WHAT IS REQUIRED - Quote, word for word, every line starting at the line that contains "Can you find the yellow rose?" and ending with the last line of the records; include both of these lines and no others.

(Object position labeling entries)
--
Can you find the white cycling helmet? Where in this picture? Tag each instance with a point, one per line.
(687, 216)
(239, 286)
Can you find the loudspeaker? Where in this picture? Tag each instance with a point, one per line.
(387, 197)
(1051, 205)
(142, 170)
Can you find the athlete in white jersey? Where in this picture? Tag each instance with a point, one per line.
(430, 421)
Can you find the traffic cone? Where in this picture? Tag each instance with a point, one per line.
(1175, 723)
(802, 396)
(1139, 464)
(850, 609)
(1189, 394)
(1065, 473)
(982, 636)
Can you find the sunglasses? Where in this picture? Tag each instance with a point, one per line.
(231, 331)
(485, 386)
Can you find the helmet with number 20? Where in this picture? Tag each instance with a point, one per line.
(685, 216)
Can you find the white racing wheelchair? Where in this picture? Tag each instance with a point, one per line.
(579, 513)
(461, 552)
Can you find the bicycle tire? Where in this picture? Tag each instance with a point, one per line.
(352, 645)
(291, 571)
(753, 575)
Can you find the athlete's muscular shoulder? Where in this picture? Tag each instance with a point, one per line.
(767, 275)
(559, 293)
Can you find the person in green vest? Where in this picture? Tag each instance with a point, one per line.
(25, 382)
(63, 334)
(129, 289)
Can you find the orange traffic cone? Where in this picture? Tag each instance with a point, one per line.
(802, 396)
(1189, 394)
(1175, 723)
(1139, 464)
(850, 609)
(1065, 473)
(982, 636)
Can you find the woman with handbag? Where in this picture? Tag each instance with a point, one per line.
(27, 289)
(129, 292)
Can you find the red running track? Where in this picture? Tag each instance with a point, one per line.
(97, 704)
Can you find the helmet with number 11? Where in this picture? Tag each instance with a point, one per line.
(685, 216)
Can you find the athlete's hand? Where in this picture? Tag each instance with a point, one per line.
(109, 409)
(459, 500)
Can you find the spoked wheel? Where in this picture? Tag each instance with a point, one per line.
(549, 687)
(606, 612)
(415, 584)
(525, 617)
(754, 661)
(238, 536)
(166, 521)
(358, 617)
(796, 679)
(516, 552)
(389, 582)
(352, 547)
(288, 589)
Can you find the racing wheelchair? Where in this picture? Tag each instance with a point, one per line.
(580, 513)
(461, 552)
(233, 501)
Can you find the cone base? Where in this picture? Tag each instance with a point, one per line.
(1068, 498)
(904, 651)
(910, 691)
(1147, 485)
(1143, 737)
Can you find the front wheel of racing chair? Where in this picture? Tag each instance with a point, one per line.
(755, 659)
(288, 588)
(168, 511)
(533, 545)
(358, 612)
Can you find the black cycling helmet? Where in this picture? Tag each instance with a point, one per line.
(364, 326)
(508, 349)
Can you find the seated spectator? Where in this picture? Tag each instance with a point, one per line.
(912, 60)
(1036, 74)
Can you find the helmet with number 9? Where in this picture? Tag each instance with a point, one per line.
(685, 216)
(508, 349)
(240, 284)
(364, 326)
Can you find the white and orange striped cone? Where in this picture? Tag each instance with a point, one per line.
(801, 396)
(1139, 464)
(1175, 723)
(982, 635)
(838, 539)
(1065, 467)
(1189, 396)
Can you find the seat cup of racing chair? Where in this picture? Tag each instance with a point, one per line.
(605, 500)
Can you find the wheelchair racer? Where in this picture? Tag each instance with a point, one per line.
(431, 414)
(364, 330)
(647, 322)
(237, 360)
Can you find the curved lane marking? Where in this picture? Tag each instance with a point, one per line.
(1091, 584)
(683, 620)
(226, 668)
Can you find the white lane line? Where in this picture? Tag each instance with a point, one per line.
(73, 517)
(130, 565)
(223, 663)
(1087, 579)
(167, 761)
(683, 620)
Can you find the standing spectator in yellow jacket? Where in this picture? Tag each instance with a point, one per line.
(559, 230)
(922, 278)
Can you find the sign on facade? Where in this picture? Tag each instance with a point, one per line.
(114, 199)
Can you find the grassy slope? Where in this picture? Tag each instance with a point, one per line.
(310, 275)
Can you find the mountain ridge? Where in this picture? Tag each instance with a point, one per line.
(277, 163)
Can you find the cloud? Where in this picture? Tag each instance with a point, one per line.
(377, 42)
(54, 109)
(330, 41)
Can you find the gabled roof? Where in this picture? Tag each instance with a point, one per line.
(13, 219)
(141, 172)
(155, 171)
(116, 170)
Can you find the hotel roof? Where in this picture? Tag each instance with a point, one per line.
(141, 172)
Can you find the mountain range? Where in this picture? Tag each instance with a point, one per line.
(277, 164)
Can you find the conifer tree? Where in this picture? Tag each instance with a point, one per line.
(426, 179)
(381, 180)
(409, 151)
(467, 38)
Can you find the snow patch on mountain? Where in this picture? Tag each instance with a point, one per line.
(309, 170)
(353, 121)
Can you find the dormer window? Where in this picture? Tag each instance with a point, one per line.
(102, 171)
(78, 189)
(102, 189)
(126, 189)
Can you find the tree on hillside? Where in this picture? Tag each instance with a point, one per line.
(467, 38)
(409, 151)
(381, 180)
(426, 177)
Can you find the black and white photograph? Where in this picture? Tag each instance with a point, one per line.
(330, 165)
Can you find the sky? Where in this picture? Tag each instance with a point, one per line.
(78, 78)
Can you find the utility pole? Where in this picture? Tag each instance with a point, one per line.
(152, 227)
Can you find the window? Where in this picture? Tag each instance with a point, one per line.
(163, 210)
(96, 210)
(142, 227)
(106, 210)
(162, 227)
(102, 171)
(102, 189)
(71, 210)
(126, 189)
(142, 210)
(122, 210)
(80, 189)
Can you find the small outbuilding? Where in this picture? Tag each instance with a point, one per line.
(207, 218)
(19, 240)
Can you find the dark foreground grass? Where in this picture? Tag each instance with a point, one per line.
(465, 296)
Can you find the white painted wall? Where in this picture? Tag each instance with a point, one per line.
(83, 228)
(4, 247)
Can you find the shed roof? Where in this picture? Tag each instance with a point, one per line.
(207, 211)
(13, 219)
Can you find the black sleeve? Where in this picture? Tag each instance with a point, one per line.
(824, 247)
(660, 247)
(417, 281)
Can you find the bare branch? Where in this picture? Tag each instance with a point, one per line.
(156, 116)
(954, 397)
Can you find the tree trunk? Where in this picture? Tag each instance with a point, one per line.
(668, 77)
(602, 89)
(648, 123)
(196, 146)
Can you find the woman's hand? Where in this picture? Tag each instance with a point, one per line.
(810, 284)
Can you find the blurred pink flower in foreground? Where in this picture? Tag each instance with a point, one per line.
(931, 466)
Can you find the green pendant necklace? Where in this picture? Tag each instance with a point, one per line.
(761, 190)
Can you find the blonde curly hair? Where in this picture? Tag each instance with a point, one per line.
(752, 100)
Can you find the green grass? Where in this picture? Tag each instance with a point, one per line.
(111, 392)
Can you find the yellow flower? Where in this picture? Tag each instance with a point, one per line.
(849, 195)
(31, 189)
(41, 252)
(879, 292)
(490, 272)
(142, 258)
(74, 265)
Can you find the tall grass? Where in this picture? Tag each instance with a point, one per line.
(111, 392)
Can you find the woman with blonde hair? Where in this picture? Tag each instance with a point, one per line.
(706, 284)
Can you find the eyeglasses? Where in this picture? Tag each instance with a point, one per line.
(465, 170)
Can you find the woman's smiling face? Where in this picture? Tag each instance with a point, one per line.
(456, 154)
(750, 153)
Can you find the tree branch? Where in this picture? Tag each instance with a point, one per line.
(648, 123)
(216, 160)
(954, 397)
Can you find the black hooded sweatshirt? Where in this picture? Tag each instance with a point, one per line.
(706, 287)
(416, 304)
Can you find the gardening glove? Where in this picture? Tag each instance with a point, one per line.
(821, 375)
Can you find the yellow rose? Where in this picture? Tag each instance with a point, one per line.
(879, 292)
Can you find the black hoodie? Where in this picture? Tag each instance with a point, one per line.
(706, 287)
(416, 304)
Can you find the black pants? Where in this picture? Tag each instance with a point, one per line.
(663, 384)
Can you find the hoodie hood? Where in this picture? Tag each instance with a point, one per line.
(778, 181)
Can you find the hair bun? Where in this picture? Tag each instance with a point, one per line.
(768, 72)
--
CORRECT RESULT -
Can you find the yellow rose? Where in this picture? Tag each instance with a point, one per line.
(879, 292)
Can you find the black hoodie? Where in this picture? Tag each instance with a point, one per line.
(706, 287)
(416, 304)
Can you find the black pants? Where in this picture? Tag each instance with a point, one per line.
(663, 384)
Can you find the hoodie hood? Where in this picture? Tag each instance with a point, one per line.
(778, 181)
Can you find the hair bun? Where in this picture? Tag each instance with a point, one per line.
(768, 72)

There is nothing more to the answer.